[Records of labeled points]
--*--

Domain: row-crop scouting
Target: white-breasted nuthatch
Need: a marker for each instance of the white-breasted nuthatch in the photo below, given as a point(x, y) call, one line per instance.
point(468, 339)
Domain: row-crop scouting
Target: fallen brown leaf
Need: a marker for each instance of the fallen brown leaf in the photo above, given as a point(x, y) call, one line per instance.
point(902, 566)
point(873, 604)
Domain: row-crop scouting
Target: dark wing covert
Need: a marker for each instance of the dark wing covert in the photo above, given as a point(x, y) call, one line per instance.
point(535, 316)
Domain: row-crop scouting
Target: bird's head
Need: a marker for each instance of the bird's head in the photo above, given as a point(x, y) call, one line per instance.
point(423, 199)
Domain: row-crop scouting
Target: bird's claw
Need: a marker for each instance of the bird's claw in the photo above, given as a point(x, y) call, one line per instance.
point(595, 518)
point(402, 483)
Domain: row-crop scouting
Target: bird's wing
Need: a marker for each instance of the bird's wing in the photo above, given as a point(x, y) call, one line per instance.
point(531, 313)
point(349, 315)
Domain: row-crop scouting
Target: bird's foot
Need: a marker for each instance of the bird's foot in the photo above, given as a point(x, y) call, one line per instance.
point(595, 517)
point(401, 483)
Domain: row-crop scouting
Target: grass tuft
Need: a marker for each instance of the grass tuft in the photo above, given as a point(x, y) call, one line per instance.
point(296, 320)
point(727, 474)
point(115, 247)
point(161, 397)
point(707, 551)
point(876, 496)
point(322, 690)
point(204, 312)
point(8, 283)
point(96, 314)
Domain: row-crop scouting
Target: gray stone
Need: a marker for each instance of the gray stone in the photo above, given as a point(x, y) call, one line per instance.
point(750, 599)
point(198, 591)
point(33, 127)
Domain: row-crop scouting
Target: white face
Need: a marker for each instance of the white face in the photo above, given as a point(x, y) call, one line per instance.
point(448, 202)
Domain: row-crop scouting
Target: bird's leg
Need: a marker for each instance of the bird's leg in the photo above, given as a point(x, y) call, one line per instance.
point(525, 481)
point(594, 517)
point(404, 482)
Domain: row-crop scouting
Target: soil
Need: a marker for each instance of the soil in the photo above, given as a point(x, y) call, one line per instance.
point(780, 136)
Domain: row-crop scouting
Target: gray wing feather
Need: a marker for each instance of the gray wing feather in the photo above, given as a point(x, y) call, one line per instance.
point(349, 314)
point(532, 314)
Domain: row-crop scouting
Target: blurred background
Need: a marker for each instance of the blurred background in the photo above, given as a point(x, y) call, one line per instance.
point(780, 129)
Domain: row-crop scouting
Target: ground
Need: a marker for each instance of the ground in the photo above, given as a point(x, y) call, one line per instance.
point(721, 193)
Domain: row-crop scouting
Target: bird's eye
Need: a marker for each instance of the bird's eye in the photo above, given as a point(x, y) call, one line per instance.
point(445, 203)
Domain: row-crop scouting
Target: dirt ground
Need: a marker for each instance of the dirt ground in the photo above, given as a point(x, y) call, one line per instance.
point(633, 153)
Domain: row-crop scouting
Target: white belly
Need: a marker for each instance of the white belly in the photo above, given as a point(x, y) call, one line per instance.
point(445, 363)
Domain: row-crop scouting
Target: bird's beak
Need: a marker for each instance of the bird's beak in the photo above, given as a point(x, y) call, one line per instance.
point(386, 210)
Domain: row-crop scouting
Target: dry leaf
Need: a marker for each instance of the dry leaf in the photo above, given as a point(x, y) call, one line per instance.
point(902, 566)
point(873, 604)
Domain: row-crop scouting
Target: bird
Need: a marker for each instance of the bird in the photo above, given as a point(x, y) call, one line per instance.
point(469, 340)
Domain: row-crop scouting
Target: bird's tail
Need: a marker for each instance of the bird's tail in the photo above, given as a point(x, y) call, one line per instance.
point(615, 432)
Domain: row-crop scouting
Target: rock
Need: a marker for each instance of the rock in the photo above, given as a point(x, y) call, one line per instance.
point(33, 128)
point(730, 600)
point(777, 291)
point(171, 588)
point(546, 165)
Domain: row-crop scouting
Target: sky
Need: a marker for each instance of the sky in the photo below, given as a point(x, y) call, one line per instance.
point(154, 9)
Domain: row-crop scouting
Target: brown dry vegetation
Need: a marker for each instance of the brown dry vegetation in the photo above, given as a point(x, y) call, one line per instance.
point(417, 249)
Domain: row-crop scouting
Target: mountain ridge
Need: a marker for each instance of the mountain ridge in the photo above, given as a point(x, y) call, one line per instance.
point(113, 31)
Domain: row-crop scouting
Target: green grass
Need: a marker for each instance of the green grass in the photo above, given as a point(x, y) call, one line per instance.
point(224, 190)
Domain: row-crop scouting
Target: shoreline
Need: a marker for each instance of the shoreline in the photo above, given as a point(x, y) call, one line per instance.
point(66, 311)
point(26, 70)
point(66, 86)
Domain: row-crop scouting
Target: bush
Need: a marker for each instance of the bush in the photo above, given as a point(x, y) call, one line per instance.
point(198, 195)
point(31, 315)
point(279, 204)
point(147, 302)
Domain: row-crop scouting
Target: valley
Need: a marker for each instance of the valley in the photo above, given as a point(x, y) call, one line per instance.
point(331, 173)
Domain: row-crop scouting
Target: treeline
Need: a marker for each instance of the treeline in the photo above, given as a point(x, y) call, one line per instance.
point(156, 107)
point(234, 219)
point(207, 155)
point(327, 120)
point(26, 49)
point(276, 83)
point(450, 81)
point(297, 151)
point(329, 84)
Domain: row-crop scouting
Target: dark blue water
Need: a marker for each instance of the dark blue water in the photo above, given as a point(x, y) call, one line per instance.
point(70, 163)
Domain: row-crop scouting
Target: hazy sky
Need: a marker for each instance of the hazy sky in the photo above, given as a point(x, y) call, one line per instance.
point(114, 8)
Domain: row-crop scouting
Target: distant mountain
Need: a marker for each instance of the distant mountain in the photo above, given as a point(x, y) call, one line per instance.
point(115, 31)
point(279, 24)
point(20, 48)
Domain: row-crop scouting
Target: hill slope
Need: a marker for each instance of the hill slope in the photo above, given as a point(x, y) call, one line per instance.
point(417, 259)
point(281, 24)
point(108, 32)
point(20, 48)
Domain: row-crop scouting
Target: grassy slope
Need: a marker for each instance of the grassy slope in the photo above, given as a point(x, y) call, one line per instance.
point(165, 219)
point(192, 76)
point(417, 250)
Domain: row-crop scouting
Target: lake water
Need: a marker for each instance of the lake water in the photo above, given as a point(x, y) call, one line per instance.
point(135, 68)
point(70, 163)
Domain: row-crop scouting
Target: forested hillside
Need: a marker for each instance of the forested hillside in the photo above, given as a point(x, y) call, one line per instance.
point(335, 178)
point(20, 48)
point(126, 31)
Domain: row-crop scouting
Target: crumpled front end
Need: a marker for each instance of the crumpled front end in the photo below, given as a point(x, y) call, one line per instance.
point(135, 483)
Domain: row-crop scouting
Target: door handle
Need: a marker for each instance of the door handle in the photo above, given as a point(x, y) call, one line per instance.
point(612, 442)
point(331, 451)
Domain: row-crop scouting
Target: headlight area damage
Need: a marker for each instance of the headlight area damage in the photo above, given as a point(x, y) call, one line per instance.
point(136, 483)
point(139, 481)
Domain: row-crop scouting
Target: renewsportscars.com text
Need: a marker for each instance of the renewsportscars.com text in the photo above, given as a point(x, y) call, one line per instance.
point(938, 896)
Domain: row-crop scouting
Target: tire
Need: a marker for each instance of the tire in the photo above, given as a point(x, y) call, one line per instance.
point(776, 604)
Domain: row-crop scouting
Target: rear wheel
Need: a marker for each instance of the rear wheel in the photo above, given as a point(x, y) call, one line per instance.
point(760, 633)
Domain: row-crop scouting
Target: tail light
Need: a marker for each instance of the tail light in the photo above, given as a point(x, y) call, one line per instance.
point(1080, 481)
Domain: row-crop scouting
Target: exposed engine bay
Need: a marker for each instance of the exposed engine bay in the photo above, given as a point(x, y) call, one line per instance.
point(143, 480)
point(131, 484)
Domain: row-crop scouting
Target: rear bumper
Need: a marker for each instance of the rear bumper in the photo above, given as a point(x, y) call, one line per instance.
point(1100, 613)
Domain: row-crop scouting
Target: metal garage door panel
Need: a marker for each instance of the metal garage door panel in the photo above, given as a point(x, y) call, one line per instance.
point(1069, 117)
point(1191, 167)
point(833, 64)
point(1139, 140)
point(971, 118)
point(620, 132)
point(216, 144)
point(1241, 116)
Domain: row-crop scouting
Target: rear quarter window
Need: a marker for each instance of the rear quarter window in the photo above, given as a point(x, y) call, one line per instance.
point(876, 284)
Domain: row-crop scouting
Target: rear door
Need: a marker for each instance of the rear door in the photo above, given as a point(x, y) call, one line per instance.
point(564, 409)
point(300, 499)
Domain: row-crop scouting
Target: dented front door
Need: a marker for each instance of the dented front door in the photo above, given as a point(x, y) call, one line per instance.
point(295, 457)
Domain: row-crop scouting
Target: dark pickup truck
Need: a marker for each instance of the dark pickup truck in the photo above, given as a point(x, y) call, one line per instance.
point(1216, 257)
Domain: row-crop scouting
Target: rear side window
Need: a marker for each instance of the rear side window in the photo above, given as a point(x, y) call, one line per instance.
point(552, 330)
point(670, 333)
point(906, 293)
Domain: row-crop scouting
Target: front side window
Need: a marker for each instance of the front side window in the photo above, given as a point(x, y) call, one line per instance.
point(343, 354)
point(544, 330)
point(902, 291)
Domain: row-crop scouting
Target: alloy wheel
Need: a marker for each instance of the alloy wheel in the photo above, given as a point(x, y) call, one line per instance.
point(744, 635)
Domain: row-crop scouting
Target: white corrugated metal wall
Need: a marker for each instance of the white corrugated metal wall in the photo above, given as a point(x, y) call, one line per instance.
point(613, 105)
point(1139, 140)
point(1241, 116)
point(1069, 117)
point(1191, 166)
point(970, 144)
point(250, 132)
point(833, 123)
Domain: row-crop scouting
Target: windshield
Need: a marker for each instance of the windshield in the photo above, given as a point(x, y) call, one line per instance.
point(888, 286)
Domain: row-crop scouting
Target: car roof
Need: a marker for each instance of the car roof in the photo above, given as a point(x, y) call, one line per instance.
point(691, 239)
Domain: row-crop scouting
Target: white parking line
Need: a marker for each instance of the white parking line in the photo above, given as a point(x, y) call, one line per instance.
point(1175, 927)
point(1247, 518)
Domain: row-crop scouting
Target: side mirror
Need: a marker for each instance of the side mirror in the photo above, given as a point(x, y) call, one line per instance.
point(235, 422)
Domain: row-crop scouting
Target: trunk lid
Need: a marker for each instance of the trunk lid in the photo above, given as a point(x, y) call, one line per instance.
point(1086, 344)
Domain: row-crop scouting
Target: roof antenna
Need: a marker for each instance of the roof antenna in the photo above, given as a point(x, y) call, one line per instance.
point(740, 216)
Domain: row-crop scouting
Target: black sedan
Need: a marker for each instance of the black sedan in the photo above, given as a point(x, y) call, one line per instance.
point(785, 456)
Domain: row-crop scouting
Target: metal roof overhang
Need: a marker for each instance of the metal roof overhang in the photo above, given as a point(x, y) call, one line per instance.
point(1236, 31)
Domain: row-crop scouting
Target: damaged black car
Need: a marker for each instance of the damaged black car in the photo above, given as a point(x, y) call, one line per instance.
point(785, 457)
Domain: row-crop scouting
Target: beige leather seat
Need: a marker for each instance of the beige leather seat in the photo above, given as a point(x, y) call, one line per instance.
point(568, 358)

--*--

Exercise description> Please rewrite the part of the material that runs from its start through the line containing "point(423, 199)", keeping every line, requests included, but multiplying each coordinate in the answers by 0.9 and rounding to the nearest whole number, with halves rounded up. Give only these lines.

Worked solution>
Domain: row-crop scouting
Target: white-breasted nuthatch
Need: a marker for each instance of the white-breasted nuthatch in the photo below, given as a point(x, y) call, one line per instance.
point(421, 305)
Domain: row-crop scouting
Target: fallen brown leaf
Need: a marker for each instance of the fallen brown leaf in the photo above, given as a point(x, y) call, one line per instance.
point(812, 509)
point(786, 544)
Domain: row-crop scouting
Target: dark wing covert
Need: a marker for each instance of the dark wing covert in the photo above, given as a point(x, y) call, one line per instance.
point(482, 284)
Domain: row-crop scouting
Target: bird's head
Need: a marker for each instance of the bird's head in the photo above, given as a point(x, y) call, one line per instance.
point(381, 179)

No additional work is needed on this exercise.